- Japanese version cover

Single by Ive

from the album Eleven
- Language: Korean; Japanese; English;
- Released: December 1, 2021
- Genre: Dance-pop
- Length: 2:58
- Label: Starship; Kakao; Kioon; Sony Japan;
- Composers: Peter Rycroft; Lauren Aquilina; Ryan S. Jhun;
- Lyricist: Seo Ji-eum;

Ive singles chronology
|  | "Eleven" (2021) | "Love Dive" (2022) |

Music video
- "Eleven" on YouTube "Eleven (Japanese ver.)" on YouTube

= Eleven (Ive song) =

"Eleven" is a song recorded by South Korean girl group Ive for their debut single album of the same name. It was released as the group's debut single on December 1, 2021, by Starship Entertainment in conjunction with the single album. Written and produced by Peter Rycroft, Lauren Aquilina, Ryan S. Jhun and Alawn with additional songwriting credits by Seo Ji-eum, "Eleven" is a dance-pop song that lyrically expresses the members' romantic feelings.

**What you will do**
1. On what date was "Eleven" released, according to the article on the song?
2. Name every record label listed for the song in the "Eleven" article.
3. Write a continuation of the article on the song "Eleven," picking up after its final sentence.
The data placed after this point have no connection to the article on the song "Eleven."

**Excerpted records**

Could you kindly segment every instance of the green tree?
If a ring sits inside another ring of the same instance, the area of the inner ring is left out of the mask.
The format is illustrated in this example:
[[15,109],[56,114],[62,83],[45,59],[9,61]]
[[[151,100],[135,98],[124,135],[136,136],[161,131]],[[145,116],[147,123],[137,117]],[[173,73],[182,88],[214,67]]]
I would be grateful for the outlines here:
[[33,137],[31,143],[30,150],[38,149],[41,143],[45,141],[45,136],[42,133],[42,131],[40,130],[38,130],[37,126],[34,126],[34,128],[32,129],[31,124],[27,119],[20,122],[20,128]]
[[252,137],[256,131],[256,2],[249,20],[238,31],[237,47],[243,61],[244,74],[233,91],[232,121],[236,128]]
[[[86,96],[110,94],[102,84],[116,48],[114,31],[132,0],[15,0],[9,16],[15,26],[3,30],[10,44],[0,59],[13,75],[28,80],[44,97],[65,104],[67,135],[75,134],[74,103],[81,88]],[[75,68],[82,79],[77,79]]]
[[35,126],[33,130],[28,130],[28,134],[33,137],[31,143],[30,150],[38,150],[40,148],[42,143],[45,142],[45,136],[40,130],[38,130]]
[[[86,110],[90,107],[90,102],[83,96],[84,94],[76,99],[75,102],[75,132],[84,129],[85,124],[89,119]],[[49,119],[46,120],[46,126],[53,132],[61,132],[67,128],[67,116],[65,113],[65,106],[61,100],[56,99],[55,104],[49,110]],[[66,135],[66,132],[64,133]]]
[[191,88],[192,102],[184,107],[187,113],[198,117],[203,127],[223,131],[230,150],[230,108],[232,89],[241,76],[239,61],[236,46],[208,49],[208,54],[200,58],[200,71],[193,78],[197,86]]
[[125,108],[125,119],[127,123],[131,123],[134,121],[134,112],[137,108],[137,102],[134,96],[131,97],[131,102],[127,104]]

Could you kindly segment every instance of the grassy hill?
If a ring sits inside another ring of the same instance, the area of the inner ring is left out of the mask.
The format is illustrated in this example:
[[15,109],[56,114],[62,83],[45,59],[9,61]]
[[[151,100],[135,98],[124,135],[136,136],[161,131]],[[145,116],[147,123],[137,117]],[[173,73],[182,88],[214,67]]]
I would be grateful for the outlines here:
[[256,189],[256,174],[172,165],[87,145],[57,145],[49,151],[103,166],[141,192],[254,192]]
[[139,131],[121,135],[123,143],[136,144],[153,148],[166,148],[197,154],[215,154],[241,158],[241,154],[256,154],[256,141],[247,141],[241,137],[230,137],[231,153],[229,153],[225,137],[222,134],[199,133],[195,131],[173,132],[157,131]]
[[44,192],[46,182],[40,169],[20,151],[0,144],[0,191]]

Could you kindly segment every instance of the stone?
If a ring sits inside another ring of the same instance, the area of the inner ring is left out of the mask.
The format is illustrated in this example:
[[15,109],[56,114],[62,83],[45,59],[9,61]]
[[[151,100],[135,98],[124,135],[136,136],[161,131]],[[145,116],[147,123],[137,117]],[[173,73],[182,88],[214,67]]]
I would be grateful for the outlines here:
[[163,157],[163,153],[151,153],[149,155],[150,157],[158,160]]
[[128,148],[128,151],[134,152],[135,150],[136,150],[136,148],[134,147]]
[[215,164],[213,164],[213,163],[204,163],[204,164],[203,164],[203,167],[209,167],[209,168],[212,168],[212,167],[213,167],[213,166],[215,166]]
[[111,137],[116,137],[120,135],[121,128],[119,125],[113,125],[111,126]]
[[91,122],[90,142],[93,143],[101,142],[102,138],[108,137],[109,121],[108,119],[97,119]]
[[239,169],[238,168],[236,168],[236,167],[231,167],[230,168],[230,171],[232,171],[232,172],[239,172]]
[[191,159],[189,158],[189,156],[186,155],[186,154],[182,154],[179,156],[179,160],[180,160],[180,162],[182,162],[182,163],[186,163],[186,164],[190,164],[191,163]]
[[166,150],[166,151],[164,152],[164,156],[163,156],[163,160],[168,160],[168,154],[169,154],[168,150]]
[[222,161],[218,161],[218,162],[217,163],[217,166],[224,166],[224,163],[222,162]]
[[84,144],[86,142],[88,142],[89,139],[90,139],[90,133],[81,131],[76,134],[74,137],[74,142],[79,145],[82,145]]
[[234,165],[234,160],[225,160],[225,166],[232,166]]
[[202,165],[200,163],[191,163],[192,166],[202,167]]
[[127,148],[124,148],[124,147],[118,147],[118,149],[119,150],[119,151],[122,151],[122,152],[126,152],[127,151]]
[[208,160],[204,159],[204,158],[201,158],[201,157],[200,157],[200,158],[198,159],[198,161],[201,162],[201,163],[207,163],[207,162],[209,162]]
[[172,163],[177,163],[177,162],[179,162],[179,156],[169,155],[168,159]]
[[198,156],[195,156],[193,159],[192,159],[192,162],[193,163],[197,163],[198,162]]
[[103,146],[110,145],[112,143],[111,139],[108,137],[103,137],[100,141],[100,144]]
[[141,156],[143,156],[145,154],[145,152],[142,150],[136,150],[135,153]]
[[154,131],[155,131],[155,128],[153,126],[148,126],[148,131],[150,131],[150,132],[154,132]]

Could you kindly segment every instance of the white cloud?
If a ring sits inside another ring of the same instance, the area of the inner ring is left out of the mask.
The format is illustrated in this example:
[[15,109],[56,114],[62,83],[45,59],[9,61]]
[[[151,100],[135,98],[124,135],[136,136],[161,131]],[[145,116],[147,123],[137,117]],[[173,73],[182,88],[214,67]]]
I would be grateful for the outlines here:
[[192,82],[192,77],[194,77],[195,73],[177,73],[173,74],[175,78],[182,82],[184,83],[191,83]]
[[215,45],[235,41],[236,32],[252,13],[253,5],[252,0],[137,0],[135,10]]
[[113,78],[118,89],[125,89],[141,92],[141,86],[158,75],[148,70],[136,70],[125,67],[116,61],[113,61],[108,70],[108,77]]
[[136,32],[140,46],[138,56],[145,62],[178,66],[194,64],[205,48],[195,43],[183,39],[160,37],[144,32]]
--
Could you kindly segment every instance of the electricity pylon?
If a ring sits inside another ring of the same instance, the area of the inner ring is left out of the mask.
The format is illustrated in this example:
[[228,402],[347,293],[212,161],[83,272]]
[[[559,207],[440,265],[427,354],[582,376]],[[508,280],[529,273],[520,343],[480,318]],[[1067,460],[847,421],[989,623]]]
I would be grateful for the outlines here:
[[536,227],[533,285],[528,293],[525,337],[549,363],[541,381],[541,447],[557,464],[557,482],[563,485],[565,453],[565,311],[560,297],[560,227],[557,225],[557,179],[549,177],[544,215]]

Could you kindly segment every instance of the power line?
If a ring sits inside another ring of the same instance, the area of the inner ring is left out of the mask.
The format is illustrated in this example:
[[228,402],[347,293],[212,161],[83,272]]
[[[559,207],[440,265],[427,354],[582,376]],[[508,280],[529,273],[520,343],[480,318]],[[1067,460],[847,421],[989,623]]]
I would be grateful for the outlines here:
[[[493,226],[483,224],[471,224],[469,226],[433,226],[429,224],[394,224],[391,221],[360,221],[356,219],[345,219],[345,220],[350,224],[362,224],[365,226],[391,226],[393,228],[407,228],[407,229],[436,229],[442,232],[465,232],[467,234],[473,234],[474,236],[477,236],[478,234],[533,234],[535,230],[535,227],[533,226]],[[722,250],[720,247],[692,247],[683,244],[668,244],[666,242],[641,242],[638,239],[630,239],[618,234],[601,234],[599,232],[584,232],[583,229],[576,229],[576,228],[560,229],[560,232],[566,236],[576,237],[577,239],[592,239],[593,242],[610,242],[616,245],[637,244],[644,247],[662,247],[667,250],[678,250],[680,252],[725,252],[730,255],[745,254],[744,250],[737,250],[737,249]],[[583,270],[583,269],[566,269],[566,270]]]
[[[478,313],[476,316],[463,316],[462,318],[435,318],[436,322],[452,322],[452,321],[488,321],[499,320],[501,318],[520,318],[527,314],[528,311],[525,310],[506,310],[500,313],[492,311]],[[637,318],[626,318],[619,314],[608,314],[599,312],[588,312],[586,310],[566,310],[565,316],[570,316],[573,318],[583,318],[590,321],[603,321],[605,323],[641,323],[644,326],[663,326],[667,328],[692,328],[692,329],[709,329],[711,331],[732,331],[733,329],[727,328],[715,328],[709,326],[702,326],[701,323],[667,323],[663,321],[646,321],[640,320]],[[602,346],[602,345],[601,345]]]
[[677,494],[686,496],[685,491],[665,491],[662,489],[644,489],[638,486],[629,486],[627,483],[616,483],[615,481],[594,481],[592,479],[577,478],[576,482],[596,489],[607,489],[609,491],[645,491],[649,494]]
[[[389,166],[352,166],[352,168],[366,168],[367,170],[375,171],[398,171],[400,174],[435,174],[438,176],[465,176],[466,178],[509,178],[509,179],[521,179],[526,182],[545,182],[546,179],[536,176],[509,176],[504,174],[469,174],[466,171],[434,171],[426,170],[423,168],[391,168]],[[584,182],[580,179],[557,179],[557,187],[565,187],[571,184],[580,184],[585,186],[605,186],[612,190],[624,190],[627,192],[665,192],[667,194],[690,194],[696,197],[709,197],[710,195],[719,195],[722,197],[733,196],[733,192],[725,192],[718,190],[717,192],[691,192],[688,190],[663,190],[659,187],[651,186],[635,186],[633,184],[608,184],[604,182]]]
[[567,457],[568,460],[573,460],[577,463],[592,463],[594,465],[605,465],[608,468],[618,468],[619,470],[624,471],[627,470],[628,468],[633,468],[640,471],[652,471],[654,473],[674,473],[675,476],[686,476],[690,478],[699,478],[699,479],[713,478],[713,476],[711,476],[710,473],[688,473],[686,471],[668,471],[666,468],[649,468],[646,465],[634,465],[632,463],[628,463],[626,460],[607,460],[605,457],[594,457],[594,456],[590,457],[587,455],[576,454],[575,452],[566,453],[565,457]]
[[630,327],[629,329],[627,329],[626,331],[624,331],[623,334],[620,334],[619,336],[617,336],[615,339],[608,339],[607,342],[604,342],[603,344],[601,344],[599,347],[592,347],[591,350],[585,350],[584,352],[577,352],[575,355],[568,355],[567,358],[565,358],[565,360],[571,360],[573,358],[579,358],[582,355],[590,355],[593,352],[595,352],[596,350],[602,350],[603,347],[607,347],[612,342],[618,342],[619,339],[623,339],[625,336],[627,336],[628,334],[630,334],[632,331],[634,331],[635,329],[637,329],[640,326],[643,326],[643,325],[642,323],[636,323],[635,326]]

**Responses to the tasks**
1. December 1, 2021

2. Starship, Kakao, Kioon, and Sony Japan

3.
"Eleven" was a commercial success in South Korea, peaking at number two on both the Gaon Digital Chart and the K-pop Hot 100. The song also reached the top ten on the national charts in Japan, Malaysia, and Singapore. It has been certified platinum for streaming in South Korea and gold for physical sales in Japan. Ive promoted the song with live performances on various weekly South Korean music programs, including Inkigayo, Music Bank and Show! Music Core.

==Background and release==
On November 2, 2021, Starship Entertainment announced Ive's debut, making them the first girl group to debut under the agency in five years since WJSN in 2016. On November 11, the group's promotion schedule was released, with their debut date set for December 1. On November 22, it was announced the group would debut with single album Eleven and lead single of the same name. Six days later, the music video teaser for "Eleven" was posted to YouTube; both the song along with its official music video was released on December 1, 2021.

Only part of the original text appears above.